§ **PROVIDED TEXT**:
□ □ □
# Upsizing BIAB - Seeking advice



## dropbear85 (17/12/14)

So I since having my first kid six months ago I have really struggled to find the time to brew and have reverted to fresh wort kits to get me through.
When I did have the time I was doing BIAB in my 50L keg with NASA burner but now I can’t justify the time for a single batch.
Now the plan is to upsize and go electric so I can do double batches and not have to worry about running out of gas halfway through a brew. If im going electric I might as well throw in a little brown pump to help things along.

I’ve done a bit of research on the whole Brau clone vs return at the top options and im leaning towards the latter for simplicity and cost. Would love to get some feedback on the following parts as I am sure others are on their 3rd or 4th gen 1V recirculating setup and may be able to save me from going down the wrong track.

This is what I’m looking at

Cheapo 82L SS pot from ebay
2x2400watt elements from 5 star with the element guards. Ferrules silver soldered to the pot
Little brown pump
Temp control via STC 1000 running one of the elements to maintain mash temp. The other one will just be manual and only used to ramp the temp at the start and boil.
Drilled pizza tray to keep the bag off the elements.
And I’ll probably just stick with a bag and not worry about a pot to begin with.

So what do you think? One thing I am not sure about is the elements. 2 x 2400watt 5star elements will cost me $200 but I know they will be quality and ill also be able to use them for my “water purifier” which is also gas ATM and scares the sh1t out of me!
Will I be able to get away with a couple of kettle elements on a pot this big? Or maybe someone else could recommend another cheaper option other than Keg King.

Any help will be appreciated

Cheers,
Dropbear


----------



## Fents (17/12/14)

The biggest drama with upscaling BIAB is the bag all of a sudden gets really heavy with 3 times the amount of grain in it so you will need some sort or pulley system...or use two bags. Other than that go forth and multiply.


----------



## dropbear85 (17/12/14)

Yeah I've already got the pulley sorted out from my current setup so thats all sweet.

thanks


----------



## Bribie G (17/12/14)

QldKev used a double bag in a large kettle.
I can do a double batch using an urn and an esky.

Mash in Urn as usual in bag #1
Mash another grain bill in an esky in bag #2 - start this one off a bit later, giving you a "window"
□ □ □
§ **DATASET SECTION**:
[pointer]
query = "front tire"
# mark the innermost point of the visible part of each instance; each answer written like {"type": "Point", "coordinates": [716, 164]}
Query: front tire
□ □ □
§ **SET TASK**:
Transcribe word for word everything in the BIAB upsizing thread from "I’ve done a" down to "to begin with.".

§ **THE REPLY**:
I’ve done a bit of research on the whole Brau clone vs return at the top options and im leaning towards the latter for simplicity and cost. Would love to get some feedback on the following parts as I am sure others are on their 3rd or 4th gen 1V recirculating setup and may be able to save me from going down the wrong track.

This is what I’m looking at

Cheapo 82L SS pot from ebay
2x2400watt elements from 5 star with the element guards. Ferrules silver soldered to the pot
Little brown pump
Temp control via STC 1000 running one of the elements to maintain mash temp. The other one will just be manual and only used to ramp the temp at the start and boil.
Drilled pizza tray to keep the bag off the elements.
And I’ll probably just stick with a bag and not worry about a pot to begin with.